### AUSGANGSTEXT

------------------------------

Einführung von „sicheren Herkunftsstaaten“. Schutzsuchende aus diesen Staaten erhalten kein Asyl, weil diese Staaten als sicher eingestuft wurden.

Verschärftes Festhalten von Personen, welche über Flughäfen eingereist sind. Diese Menschen können bis zu 19 Tage im Flughafen festgehalten werden. Grundlage dafür ist die Regelung der Transitbereiche als „exterritoriale Gebiete“. Damit kann man die Einreise nach Deutschland unterbinden.

Kritik gab es vom UN-Flüchtlingshilfswerk (UNHCR) und Pro Asyl.

Eine Frage der Nächstenliebe?

Wer seine Politik nach einer Religion ausrichten will, sollte sich entsprechend auch nach dem Kern dieser Gemeinschaft messen lassen. Selten wird das religiöse Fundament der Unionsfraktion beachtet und geprüft, ob die aktuelle Politik der Partei damit übereinstimmt. Also unternehmen wir doch einmal den Versuch. Grundsätzlich zeigt sich die Union im Allgemeinen eher als rechte Partei, damit ist jedoch keine extremistische Strömung gemeint, sondern lediglich die Einordnung auf dem Spektrum der Parteien.

Rechts meint hier allerdings eine konservative Einstellung, wenn es auch Überscheidungen mit anderen Parteien gibt, welche deutlich weiter rechts der CSU oder CDU stehen. Nach Merkel ist die Partei in eine Krise geraten und versucht seit dem Wähler:innen der AfD von ihren Vorzügen zu überzeugen, was zu populistischen Aussagen führte. Die Schnittmenge zwischen den Extremisten und der Union wird dabei größer, wenn auch nicht die gesamte Fraktion vom Merz-Söder-Kurs überzeugt sind.

Die beiden mächtigen Männer der Union stehen dem Asylrecht deutlich kritisch gegenüber, doch was sagt die Christenlehre dazu?

Nächstenliebe und Barmherzigkeit:

Das zentrale Element des Christentums ist unbestreitbar die Nächstenliebe und Barmherzigkeit.

------------------------------

### ZEILEN
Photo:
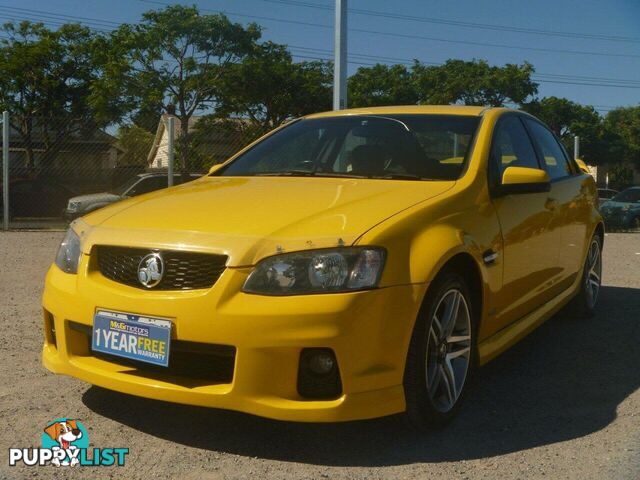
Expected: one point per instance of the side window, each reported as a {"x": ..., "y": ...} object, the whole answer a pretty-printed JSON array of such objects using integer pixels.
[
  {"x": 511, "y": 147},
  {"x": 555, "y": 161}
]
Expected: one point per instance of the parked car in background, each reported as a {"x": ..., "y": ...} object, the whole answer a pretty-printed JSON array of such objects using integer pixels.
[
  {"x": 142, "y": 183},
  {"x": 622, "y": 212},
  {"x": 36, "y": 198},
  {"x": 605, "y": 194},
  {"x": 351, "y": 264}
]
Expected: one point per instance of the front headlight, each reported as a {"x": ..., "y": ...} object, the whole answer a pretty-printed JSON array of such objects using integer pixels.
[
  {"x": 68, "y": 255},
  {"x": 73, "y": 206},
  {"x": 317, "y": 271}
]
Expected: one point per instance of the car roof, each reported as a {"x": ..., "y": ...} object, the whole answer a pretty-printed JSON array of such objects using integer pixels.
[
  {"x": 164, "y": 174},
  {"x": 408, "y": 110}
]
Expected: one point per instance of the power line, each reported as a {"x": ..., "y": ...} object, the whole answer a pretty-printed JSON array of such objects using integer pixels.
[
  {"x": 416, "y": 37},
  {"x": 60, "y": 19},
  {"x": 484, "y": 26},
  {"x": 407, "y": 61}
]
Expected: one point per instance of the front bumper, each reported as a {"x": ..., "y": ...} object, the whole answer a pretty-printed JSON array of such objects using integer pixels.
[
  {"x": 368, "y": 331},
  {"x": 70, "y": 215}
]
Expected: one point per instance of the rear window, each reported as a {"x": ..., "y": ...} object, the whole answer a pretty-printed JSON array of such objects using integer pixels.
[{"x": 426, "y": 147}]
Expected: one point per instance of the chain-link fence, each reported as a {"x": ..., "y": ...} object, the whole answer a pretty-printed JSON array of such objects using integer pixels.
[{"x": 55, "y": 170}]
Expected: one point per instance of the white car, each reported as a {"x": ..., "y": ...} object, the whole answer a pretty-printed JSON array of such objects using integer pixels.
[{"x": 142, "y": 183}]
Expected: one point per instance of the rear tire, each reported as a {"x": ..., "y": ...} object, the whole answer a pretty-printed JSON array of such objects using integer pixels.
[
  {"x": 584, "y": 303},
  {"x": 442, "y": 353}
]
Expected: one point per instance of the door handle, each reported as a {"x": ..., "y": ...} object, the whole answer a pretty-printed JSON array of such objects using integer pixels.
[{"x": 551, "y": 204}]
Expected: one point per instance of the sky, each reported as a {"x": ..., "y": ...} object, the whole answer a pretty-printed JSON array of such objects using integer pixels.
[{"x": 584, "y": 50}]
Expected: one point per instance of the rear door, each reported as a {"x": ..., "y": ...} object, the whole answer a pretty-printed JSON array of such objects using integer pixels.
[
  {"x": 529, "y": 255},
  {"x": 568, "y": 201}
]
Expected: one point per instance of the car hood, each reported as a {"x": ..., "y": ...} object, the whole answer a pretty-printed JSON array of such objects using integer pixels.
[
  {"x": 249, "y": 218},
  {"x": 613, "y": 206},
  {"x": 95, "y": 198}
]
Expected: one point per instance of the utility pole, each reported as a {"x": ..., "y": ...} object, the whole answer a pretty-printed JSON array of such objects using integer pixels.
[
  {"x": 171, "y": 129},
  {"x": 6, "y": 127},
  {"x": 340, "y": 57}
]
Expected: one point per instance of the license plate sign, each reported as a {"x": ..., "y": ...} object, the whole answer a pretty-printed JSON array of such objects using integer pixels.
[{"x": 136, "y": 337}]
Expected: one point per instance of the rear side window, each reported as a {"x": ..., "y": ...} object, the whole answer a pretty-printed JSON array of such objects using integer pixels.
[
  {"x": 511, "y": 147},
  {"x": 555, "y": 161}
]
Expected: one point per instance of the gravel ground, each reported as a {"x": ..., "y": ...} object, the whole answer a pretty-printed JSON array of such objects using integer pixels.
[{"x": 564, "y": 403}]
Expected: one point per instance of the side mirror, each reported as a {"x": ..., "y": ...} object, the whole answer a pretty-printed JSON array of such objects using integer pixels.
[
  {"x": 215, "y": 168},
  {"x": 583, "y": 166},
  {"x": 517, "y": 180}
]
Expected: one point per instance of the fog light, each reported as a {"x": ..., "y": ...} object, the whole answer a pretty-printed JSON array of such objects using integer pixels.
[
  {"x": 318, "y": 374},
  {"x": 321, "y": 363}
]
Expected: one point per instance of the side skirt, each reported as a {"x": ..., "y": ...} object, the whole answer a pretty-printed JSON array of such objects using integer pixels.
[{"x": 500, "y": 341}]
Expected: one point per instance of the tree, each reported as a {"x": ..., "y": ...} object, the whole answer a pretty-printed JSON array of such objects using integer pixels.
[
  {"x": 136, "y": 143},
  {"x": 46, "y": 84},
  {"x": 474, "y": 83},
  {"x": 268, "y": 88},
  {"x": 624, "y": 125},
  {"x": 382, "y": 85},
  {"x": 568, "y": 119},
  {"x": 178, "y": 56}
]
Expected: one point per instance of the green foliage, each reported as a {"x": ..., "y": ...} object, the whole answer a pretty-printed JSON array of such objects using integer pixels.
[
  {"x": 136, "y": 143},
  {"x": 268, "y": 88},
  {"x": 178, "y": 56},
  {"x": 474, "y": 83},
  {"x": 620, "y": 176},
  {"x": 46, "y": 85},
  {"x": 382, "y": 85},
  {"x": 455, "y": 82},
  {"x": 568, "y": 119},
  {"x": 623, "y": 125}
]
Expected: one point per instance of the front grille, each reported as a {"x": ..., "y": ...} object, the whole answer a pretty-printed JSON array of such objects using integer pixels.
[{"x": 183, "y": 270}]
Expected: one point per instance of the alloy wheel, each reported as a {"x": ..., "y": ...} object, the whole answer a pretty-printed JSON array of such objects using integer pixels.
[{"x": 448, "y": 350}]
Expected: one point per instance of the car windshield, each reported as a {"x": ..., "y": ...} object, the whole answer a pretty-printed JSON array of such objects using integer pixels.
[
  {"x": 631, "y": 195},
  {"x": 121, "y": 190},
  {"x": 405, "y": 147}
]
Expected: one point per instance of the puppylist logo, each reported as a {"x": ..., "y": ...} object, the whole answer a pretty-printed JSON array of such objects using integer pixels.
[{"x": 65, "y": 443}]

------------------------------

### AUFGABE A
Wie lange dürfen Personen, die über Flughäfen eingereist sind, laut Ausgangstext im Flughafen festgehalten werden?
### AUFGABE B
Fasse den Ausgangstext in zwei Sätzen zusammen.
### AUFGABE C
Gib den Ausgangstext von „Einführung von „sicheren“ bis einschließlich „und Pro Asyl.“ wörtlich wieder.

### RICHTIGE ANTWORT A
Bis zu 19 Tage.

### RICHTIGE ANTWORT B
Der Text nennt asylpolitische Maßnahmen wie die Einführung „sicherer Herkunftsstaaten“, deren Schutzsuchende kein Asyl erhalten, und das Festhalten von über Flughäfen Eingereisten für bis zu 19 Tage, was UNHCR und Pro Asyl kritisierten. Außerdem will er prüfen, ob die Politik der Union, die nach Merkel in eine Krise geraten ist und um Wähler:innen der AfD wirbt, mit dem christlichen Kern von Nächstenliebe und Barmherzigkeit übereinstimmt.

### RICHTIGE ANTWORT C
Einführung von „sicheren Herkunftsstaaten“. Schutzsuchende aus diesen Staaten erhalten kein Asyl, weil diese Staaten als sicher eingestuft wurden.

Verschärftes Festhalten von Personen, welche über Flughäfen eingereist sind. Diese Menschen können bis zu 19 Tage im Flughafen festgehalten werden. Grundlage dafür ist die Regelung der Transitbereiche als „exterritoriale Gebiete“. Damit kann man die Einreise nach Deutschland unterbinden.

Kritik gab es vom UN-Flüchtlingshilfswerk (UNHCR) und Pro Asyl.